- 要做的事: 从下面的原文节选里一字不改地摘出一段：以含有“typedef long long”的那句开头，到“void clear()”为止。

题意:
F[i]=F[i-1]+F[i+1]
求F[n]
思路:
F[i+1]=F[i]-F[i-1]->F[i]=F[i-1]-F[i-2]
然后矩阵快速幂去做
这道题有些特殊性,简单推导一下就会发现
每6次一个循环,打个小表就行了
#include<stdio.h>
#include<string.h>
#include<iostream>
#include<algorithm>
#include<math.h>
#include<queue>
#include<stack>
#include<string>
#include<vector>
#include<map>
#include<set>
using namespace std;
#define lowbit(x) (x&(-x))
typedef long long LL;
const int maxn = 100005;
const int inf=(1<<28)-1;
#define Matrix_Size 5
const LL MOD = 1e9+7;
int Size;
struct Matrix
{
LL mat[Matrix_Size][Matrix_Size];
void clear()

- 数据内容:

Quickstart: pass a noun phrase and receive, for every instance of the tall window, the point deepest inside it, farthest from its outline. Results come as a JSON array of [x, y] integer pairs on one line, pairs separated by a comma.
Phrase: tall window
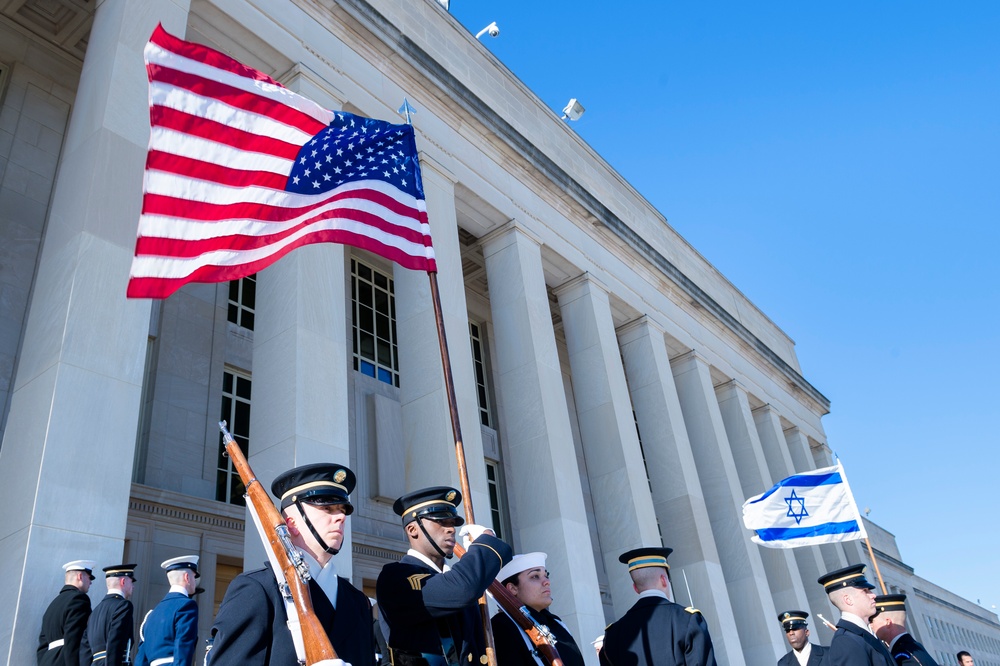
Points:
[[243, 301], [373, 305], [498, 508], [479, 365], [235, 411]]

- 任务答案:
typedef long long LL;
const int maxn = 100005;
const int inf=(1<<28)-1;
#define Matrix_Size 5
const LL MOD = 1e9+7;
int Size;
struct Matrix
{
LL mat[Matrix_Size][Matrix_Size];
void clear()